→ **DOCUMENT TEXT**:
Claude Lanzmann, a French filmmaker perhaps best known for the nearly 10-hour oral-history project “Shoah,” died on July 5 at the age of 92.

Originally from an Eastern European Jewish family who moved to France, Lanzmann was born in Paris on Nov. 25, 1925. He, his brother Jacques and his parents, Armand and Paulette (Grobermann) Lanzmann, went into hiding during World War II.

War remained a resounding theme in his life. He made numerous films that touched on its many themes, including “Israel, Why (Pourquoi Israel)” in 1973; “Sobibor, Oct. 14, 1943, 4 p.m.,” in 2001, about a partially successful uprising against camp guards; and two years later, “The Last of the Unjust,” an interview with Rabbi Benjamin Murmelstein, a Jewish administrator of the Theresienstadt ghetto.

But his life’s work was “Shoah,” comprised of interviews from World War II survivors—both victims and those who perpetrated crimes. Viewing it has been described as a journey, emotionally and physically, through a long, meandering treatment on film that is replete with both words and significant gaps of silence. The film pointedly did not include actual footage from the war; it concentrates on the after-effects, on the lives of those who lived through it.

Jewish agencies, institutions and individuals throughout the world mourned the loss of a man so deft with the camera, and with such astute abilities in visual and historical story-telling.

President of the World Jewish Congress Ronald S. Lauder said “Shoah” was “a monumental contribution to the historical memory of the Holocaust, creating an unprecedented awareness and understanding of the atrocities of the killing machines and the Nazi attempt to exterminate European Jewry.”

Of Lanzmann, Lauder said he “was a relentless truth-seeker and master filmmaker who took pains to open the eyes of the world to the greatest crime of contemporary history, and to ensure that its memory never be buried. As the years pass, and the number of survivors among us wanes, ‘Shoah’ will continue to serve as a critical testimony to the horrors of the Holocaust for future generations to bear witness and remember.”

→ **INFORMATION SHOWN**:
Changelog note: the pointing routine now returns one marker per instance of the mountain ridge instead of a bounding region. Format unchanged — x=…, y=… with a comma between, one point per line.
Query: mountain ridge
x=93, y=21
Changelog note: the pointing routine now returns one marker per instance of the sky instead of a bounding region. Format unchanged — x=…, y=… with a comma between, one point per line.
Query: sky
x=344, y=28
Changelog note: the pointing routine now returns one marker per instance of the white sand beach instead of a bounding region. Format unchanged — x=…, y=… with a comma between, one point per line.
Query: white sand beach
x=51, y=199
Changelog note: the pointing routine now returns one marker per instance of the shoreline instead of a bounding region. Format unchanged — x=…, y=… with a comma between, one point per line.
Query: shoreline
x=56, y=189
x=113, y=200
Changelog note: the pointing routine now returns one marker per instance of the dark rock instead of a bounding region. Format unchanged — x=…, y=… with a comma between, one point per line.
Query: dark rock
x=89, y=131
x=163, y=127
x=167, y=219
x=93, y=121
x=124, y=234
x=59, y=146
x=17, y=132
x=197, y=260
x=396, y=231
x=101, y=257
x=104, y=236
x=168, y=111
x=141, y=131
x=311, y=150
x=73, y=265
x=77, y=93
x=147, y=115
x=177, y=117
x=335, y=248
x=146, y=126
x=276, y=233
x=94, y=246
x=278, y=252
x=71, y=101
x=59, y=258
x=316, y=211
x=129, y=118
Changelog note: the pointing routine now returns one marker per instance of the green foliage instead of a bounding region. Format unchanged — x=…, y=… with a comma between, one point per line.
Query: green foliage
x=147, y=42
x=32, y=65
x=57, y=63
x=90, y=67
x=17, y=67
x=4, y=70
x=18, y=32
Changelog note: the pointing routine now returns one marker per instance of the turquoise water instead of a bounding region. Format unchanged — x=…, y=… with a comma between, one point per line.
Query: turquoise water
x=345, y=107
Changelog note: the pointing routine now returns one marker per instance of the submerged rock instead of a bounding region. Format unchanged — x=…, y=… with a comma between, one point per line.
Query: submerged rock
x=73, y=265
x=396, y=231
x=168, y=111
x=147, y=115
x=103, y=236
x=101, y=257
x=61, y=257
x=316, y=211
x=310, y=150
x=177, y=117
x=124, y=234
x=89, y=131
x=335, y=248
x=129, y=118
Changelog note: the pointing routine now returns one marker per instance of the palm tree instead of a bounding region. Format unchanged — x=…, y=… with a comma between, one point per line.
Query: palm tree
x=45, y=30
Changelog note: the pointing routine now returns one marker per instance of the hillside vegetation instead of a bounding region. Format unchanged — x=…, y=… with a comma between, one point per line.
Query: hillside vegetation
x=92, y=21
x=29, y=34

→ **ASSIGNED TASK**: Continue the text on Claude Lanzmann from its final sentence. The rows are separate material and are unrelated to the text on Claude Lanzmann.

→ **ANSWER TO THE PROBLEM**:
In 2015, Lanzmann participated in a conference in Jerusalem on the Allied Response to the Holocaust, organized by the World Jewish Congress’ Israel Council on Foreign Relations, where he introduced another of his films, “The Karski Report,” about a Polish resistance fighter who tried to alert the Allies of what was happening to the Jews in Europe.

Natan Sharansky, outgoing chairman of the Jewish Agency for Israel and a former Soviet refusenik who spent nine years in Russian prisons, said “Claude Lanzmann was single-handedly responsible for keeping the memory of the Holocaust alive in the hearts and minds of so many around the world. His magnum opus, ‘Shoah,’ captured the horrors of that period through the personal testimonies of survivors, witnesses and perpetrators alike, and was the first time many were confronted with the reality of the Holocaust as told by those who were there.”

He continued, saying “his personal dedication to commemorating the Shoah was unparalleled, and he traveled around the world, even in his later years, to ensure the memory of the victims was never forgotten. For that, we owe him a great debt of gratitude.

“May his memory be a blessing.”

Lanzmann married three times and fathered two children, Angélique, 68, and Félix Lanzmann, who died in 2017. For most of the 1950s, he lived with French writer, philosopher and feminist Simone de Beauvoir.